PROBLEM> Find the line containing "line as [398,33]." in the entries; transcribe it and all remaining lines through the end, exactly as they appear, but not the pictures.

PROVIDED INFORMATION>
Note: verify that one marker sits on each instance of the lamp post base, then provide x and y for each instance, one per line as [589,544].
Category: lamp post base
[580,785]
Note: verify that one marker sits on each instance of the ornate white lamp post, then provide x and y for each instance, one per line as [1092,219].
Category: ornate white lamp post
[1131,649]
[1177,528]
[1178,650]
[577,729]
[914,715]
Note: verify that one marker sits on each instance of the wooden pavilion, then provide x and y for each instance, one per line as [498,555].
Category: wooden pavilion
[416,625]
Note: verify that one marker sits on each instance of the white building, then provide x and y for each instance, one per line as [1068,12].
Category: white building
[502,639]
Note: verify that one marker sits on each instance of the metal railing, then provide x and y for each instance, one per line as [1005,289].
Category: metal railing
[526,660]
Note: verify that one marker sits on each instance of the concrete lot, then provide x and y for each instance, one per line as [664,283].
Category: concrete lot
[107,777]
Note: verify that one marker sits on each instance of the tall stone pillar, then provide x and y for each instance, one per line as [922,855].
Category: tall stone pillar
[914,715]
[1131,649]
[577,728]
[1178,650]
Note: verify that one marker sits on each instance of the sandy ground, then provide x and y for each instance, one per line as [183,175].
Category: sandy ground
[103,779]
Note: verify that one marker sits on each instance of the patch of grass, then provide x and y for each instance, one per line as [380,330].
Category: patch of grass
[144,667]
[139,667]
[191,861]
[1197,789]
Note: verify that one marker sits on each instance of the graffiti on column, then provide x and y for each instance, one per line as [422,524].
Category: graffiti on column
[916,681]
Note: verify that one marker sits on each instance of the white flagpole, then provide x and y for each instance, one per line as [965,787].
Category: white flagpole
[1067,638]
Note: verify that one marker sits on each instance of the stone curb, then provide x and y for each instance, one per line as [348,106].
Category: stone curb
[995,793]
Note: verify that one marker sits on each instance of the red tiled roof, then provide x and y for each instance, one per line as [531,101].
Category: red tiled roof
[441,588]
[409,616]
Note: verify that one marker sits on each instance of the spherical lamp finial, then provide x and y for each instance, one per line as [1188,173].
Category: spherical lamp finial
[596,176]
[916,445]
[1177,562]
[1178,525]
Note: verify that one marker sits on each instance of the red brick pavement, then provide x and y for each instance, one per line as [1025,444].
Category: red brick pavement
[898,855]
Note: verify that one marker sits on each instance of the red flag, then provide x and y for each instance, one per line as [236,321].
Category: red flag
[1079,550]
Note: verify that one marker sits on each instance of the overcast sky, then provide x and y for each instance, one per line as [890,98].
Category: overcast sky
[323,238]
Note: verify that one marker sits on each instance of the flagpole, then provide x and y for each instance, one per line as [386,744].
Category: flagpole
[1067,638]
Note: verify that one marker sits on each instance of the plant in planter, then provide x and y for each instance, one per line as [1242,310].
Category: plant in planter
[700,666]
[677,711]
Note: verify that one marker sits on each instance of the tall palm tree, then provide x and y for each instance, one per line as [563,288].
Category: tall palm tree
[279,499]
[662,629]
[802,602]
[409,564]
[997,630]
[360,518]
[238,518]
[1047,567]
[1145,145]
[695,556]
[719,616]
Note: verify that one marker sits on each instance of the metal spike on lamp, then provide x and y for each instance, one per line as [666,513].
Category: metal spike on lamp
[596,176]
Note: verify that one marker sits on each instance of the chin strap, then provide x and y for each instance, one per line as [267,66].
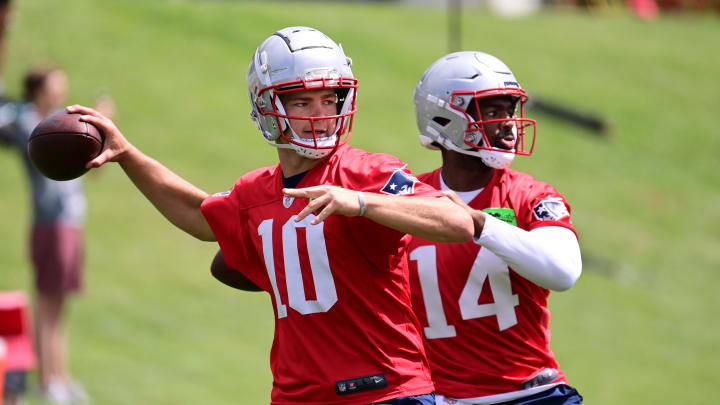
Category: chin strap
[491,158]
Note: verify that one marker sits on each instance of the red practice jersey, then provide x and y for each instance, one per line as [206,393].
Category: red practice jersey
[486,328]
[345,332]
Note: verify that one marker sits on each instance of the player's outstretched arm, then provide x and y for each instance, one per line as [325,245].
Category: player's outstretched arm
[549,256]
[435,219]
[177,199]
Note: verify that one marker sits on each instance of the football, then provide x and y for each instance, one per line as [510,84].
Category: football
[61,145]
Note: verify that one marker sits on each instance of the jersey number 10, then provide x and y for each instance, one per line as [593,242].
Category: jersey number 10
[319,265]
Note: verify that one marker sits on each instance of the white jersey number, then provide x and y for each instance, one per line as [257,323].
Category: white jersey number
[319,265]
[487,266]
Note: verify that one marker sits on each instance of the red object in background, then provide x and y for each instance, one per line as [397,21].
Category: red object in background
[3,352]
[15,330]
[645,9]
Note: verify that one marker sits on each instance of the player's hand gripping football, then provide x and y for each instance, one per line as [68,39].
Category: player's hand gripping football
[115,145]
[325,201]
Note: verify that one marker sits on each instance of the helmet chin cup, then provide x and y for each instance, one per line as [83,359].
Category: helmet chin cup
[496,159]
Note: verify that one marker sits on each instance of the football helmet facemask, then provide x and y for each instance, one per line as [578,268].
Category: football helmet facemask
[297,59]
[457,86]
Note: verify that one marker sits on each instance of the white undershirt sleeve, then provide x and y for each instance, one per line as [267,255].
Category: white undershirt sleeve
[549,256]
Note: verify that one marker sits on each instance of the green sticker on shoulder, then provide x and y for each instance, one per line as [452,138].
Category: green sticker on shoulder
[503,214]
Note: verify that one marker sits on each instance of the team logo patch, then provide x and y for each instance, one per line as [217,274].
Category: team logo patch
[503,214]
[550,209]
[400,183]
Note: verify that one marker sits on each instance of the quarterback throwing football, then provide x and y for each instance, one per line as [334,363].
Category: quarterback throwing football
[321,232]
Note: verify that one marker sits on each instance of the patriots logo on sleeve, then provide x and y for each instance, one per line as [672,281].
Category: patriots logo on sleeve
[400,183]
[550,209]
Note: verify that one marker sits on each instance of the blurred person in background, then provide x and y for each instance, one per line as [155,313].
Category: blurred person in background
[321,231]
[57,239]
[483,303]
[4,20]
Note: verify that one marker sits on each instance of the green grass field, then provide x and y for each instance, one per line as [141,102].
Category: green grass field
[640,327]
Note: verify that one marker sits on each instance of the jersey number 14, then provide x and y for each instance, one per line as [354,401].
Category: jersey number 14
[486,266]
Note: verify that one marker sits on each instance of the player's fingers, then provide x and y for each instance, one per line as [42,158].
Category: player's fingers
[314,206]
[103,124]
[326,212]
[99,160]
[81,109]
[309,192]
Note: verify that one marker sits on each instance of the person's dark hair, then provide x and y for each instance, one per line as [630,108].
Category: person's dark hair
[34,81]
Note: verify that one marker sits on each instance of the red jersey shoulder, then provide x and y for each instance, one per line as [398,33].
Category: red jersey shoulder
[254,188]
[431,178]
[540,201]
[377,172]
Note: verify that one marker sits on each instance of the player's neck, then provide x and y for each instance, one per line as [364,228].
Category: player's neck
[291,163]
[464,173]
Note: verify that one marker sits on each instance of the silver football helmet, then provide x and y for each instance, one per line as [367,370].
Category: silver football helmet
[297,59]
[452,87]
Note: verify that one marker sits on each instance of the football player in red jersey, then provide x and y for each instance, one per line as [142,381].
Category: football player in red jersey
[321,232]
[483,303]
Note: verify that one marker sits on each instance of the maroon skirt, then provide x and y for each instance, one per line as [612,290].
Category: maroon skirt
[57,252]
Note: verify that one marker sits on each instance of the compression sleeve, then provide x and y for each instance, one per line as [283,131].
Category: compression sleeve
[549,256]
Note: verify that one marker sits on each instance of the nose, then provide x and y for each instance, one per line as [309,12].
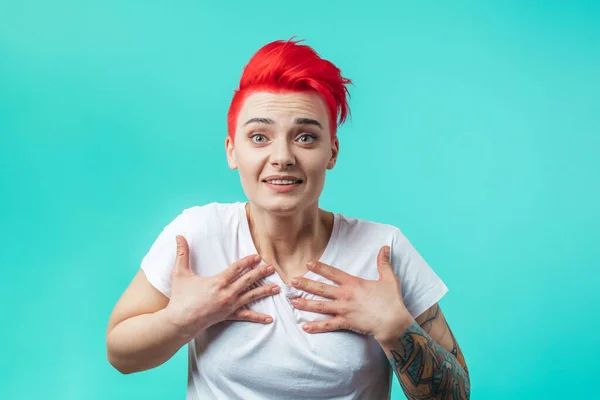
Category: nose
[282,156]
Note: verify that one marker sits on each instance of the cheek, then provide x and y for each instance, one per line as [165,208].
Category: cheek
[249,165]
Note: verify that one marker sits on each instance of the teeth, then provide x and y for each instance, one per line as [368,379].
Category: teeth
[282,182]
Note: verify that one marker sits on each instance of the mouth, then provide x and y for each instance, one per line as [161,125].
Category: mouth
[282,180]
[283,184]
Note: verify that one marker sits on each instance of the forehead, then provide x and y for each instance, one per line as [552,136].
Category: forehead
[282,106]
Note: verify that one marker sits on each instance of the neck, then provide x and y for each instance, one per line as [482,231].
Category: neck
[289,242]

WRITTEN ANSWER>
Note: verify that one marker sits on each instance of the red jersey shoulder, then provide x and y for each instance, one per line as [398,33].
Category: red jersey shoulder
[254,188]
[431,178]
[540,201]
[377,172]
Note: verify that one marker sits on each instance of the player's neck, then provide x and y for each instance, one per line as [364,228].
Category: player's neck
[291,163]
[464,173]
Note: verify that one marker sits on each instance of the silver football helmet, then provide x and y for each instance, one per line as [367,370].
Category: silver football helmet
[297,59]
[452,87]
Note: verify that one marker sits on each instance of the football player in red jersey, then provide x and y for each instance, one per line as [142,381].
Category: football player in red jersey
[321,232]
[483,303]
Note: verify that one marker sits on each instance of the maroon skirt, then provide x and y for each instance, one per line as [612,290].
Category: maroon skirt
[57,252]
Note: verify that one marker sits on each instance of the compression sleeve, then provide x and y for each instance, one per line as [283,131].
Category: compression sleeve
[549,256]
Note: verify that one marker sits on each instance of the nose, then provide x and y for each instance, one per line as [309,12].
Category: nose
[282,156]
Note: verify that one marker sits on each instance of the cheek, then provide x and y for each instance, one per line as [165,208].
Category: cheek
[249,165]
Note: verify that one marker sits on each instance of the teeth, then provide x and y for each instance, one per line as [368,379].
Category: teeth
[282,182]
Note: verify that one marker sits on each instance of the mouth, then provide x and y for each instance, one per line as [161,125].
Category: mouth
[282,180]
[283,184]
Note: verify that one marker sits on each instance of the forehead, then provide x and y for each instance, one per line as [552,136].
Category: forehead
[282,106]
Note: verify that one marker sits on each instance of the neck, then provide x and y for each instance, one per line as [482,231].
Category: neck
[289,242]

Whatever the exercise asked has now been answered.